Segmentation data
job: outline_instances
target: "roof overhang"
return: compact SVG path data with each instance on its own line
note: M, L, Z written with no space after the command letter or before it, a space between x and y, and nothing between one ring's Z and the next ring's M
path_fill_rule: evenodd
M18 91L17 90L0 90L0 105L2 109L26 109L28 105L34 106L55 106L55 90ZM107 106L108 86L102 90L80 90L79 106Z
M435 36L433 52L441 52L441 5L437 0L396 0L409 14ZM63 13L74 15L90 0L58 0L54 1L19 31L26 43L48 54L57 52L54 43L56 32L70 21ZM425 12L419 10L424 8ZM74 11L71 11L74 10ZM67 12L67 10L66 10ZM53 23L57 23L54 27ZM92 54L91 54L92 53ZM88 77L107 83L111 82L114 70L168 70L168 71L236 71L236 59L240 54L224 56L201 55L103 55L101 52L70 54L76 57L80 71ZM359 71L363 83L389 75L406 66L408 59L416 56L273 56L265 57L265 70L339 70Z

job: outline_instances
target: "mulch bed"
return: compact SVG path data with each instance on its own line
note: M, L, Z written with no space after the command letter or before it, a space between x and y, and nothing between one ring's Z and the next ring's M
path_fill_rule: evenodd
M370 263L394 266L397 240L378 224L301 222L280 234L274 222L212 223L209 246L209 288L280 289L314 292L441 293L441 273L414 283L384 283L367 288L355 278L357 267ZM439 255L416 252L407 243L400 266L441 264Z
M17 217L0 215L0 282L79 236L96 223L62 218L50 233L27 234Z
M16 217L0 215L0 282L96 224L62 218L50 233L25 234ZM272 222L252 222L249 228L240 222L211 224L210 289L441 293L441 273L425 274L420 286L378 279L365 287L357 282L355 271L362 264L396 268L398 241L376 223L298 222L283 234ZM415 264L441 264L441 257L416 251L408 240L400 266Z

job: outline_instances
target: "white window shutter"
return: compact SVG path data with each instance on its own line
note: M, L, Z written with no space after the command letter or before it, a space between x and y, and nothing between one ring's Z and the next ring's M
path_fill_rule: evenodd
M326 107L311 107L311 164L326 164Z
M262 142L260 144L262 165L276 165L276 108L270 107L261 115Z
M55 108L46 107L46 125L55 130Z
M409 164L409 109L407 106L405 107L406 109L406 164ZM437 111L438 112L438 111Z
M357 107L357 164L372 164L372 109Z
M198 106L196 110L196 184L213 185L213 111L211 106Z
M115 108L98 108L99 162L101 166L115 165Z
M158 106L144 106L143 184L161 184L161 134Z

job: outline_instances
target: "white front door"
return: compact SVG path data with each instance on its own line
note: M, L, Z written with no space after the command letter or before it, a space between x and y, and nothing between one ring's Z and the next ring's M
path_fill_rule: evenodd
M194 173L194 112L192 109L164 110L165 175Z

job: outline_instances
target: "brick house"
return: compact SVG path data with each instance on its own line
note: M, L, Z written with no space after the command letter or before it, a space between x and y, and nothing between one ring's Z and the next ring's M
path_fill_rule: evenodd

> _Exercise details_
Write out every line of the material again, exactly as it reads.

> _Answer in full_
job: outline_instances
target: "roof overhang"
return: compact SVG path data with each instance on its own line
note: M, L, Z written with no space after the command letter or before it, a space between x and y, and nothing between one ring's Z and the next ring's M
path_fill_rule: evenodd
M18 91L17 90L0 90L0 105L2 109L26 109L28 105L34 106L55 106L55 90ZM107 106L108 86L102 90L80 90L79 106Z
M435 36L433 52L441 52L441 5L437 0L396 0L409 14ZM63 13L74 15L90 0L58 0L54 1L19 31L26 43L48 54L57 52L54 43L56 32L70 21ZM425 12L419 10L424 8ZM74 11L71 11L74 10ZM67 12L67 10L66 10ZM53 23L57 23L54 27ZM92 54L91 54L92 53ZM88 77L107 83L111 82L114 70L168 70L168 71L236 71L236 59L240 54L224 56L201 55L103 55L101 52L70 54L76 57L80 71ZM359 71L363 83L389 75L406 66L408 59L416 56L273 56L265 57L265 70L339 70Z

job: outline_instances
target: "mulch bed"
return: compact SVG path data with each instance on its own line
note: M, L, Z written with no space after the command letter or before it, a space between x and y, and nothing between one ring's Z and the next ring's M
path_fill_rule: evenodd
M370 263L394 266L397 240L378 224L301 222L280 234L274 222L212 223L209 246L209 288L280 289L314 292L441 293L441 273L414 283L384 283L367 288L355 278L357 267ZM439 255L416 252L407 243L400 266L441 264Z
M17 217L0 215L0 282L79 236L96 223L62 218L50 233L27 234Z
M16 217L0 215L0 282L96 224L62 218L50 233L25 234ZM272 222L252 222L249 228L240 222L211 224L210 289L441 293L441 273L425 274L420 286L378 279L365 287L357 282L355 271L362 264L396 268L398 241L376 223L298 222L283 234ZM415 264L441 264L441 257L416 251L408 240L400 266Z

job: outline_instances
target: "white window shutter"
return: compact SVG path data with each instance on its own line
note: M, L, Z written with no space after the command letter or before it, a space between x and y, and nothing between one ring's Z and the next ring's M
path_fill_rule: evenodd
M326 107L311 107L311 164L326 164Z
M262 142L260 144L262 165L276 165L276 108L270 107L261 115Z
M55 108L46 107L46 125L55 130Z
M409 164L409 109L407 106L405 107L406 109L406 164ZM437 111L438 112L438 111Z
M357 107L357 164L372 164L372 109Z
M198 106L196 110L196 184L213 185L213 111L211 106Z
M115 108L98 108L99 162L101 166L115 165Z
M158 106L144 106L143 184L161 184L161 134Z

job: outline_instances
target: "white front door"
return: compact SVG path data with each instance on its own line
note: M, L, Z written with no space after the command letter or before it, a space between x and y, and nothing between one ring's Z and the next ring's M
path_fill_rule: evenodd
M194 173L194 112L192 109L164 110L165 175Z

job: outline_instances
target: "brick house"
return: compact SVG path data with each instance on its own line
note: M, L, Z written with no space after the command letter or before it, a space between x and y, and nothing between one ring's Z and the next ring's M
path_fill_rule: evenodd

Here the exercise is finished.